> [Exercise objective] Copy out each line below in which the string "bird" appears.

> [Given information]
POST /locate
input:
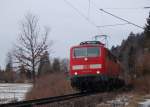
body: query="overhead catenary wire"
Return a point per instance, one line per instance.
(87, 18)
(121, 18)
(80, 13)
(135, 8)
(113, 25)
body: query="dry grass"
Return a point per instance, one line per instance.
(50, 85)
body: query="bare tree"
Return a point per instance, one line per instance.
(32, 44)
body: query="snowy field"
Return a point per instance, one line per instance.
(13, 92)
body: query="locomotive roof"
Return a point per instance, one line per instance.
(91, 43)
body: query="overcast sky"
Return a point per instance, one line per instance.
(68, 27)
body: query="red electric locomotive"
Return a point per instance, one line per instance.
(92, 66)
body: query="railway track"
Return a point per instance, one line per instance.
(45, 101)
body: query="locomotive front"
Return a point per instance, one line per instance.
(87, 64)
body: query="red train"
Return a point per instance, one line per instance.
(92, 66)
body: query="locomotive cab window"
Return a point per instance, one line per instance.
(86, 52)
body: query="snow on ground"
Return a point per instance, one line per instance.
(13, 92)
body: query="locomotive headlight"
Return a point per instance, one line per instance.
(75, 73)
(77, 67)
(98, 72)
(95, 66)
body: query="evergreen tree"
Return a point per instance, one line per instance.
(45, 64)
(9, 65)
(23, 73)
(147, 35)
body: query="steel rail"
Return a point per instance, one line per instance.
(43, 101)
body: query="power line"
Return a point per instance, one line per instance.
(122, 19)
(113, 25)
(128, 8)
(80, 13)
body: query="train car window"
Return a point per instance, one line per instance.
(80, 52)
(86, 52)
(93, 51)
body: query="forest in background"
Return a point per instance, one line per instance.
(134, 55)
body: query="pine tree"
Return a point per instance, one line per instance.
(147, 35)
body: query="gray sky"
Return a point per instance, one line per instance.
(67, 26)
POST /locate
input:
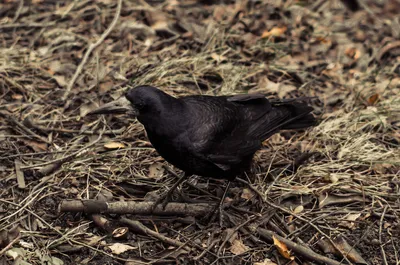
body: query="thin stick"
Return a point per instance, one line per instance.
(92, 46)
(380, 236)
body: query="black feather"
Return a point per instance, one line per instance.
(214, 136)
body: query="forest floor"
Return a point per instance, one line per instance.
(61, 59)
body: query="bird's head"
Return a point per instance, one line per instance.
(139, 101)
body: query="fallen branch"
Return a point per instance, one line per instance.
(132, 207)
(142, 229)
(297, 248)
(91, 47)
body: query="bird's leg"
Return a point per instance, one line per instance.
(221, 203)
(218, 208)
(165, 198)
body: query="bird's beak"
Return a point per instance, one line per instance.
(119, 106)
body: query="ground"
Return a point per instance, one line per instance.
(61, 59)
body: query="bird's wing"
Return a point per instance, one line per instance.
(227, 130)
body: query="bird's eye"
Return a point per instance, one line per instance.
(139, 105)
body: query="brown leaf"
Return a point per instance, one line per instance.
(274, 32)
(118, 248)
(373, 99)
(157, 20)
(36, 146)
(60, 80)
(16, 96)
(298, 209)
(20, 174)
(282, 248)
(114, 145)
(238, 247)
(353, 53)
(265, 262)
(325, 199)
(247, 194)
(218, 58)
(156, 170)
(349, 220)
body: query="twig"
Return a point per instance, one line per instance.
(139, 227)
(380, 236)
(91, 47)
(9, 245)
(23, 127)
(132, 207)
(313, 225)
(306, 252)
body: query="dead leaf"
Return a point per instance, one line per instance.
(298, 209)
(247, 194)
(349, 220)
(60, 80)
(157, 20)
(238, 247)
(16, 96)
(353, 53)
(325, 199)
(20, 174)
(341, 246)
(62, 11)
(36, 146)
(114, 145)
(373, 99)
(86, 108)
(156, 170)
(218, 58)
(265, 262)
(282, 248)
(274, 32)
(118, 248)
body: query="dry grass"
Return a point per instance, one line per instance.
(348, 189)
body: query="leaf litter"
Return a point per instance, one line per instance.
(343, 199)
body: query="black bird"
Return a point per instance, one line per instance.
(210, 136)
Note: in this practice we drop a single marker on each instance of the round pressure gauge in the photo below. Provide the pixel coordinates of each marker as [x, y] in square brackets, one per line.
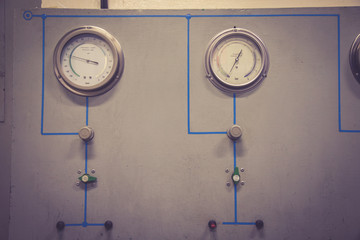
[355, 58]
[236, 60]
[88, 61]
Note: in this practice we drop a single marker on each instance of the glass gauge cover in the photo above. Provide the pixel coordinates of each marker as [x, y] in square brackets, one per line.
[354, 58]
[236, 60]
[88, 61]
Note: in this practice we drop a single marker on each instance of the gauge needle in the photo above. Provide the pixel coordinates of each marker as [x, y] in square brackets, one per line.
[86, 60]
[236, 60]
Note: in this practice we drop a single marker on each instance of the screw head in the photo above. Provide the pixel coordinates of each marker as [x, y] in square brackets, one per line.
[108, 225]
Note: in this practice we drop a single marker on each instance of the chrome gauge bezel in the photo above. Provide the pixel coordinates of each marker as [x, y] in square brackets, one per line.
[354, 58]
[111, 79]
[221, 83]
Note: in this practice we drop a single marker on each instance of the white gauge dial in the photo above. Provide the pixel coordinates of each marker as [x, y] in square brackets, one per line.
[236, 60]
[88, 61]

> [Your response]
body: query="bird's head"
body: query="bird's leg"
body: query="bird's beak"
body: query="bird's wing"
body: query="bird's eye"
body: query="black bird"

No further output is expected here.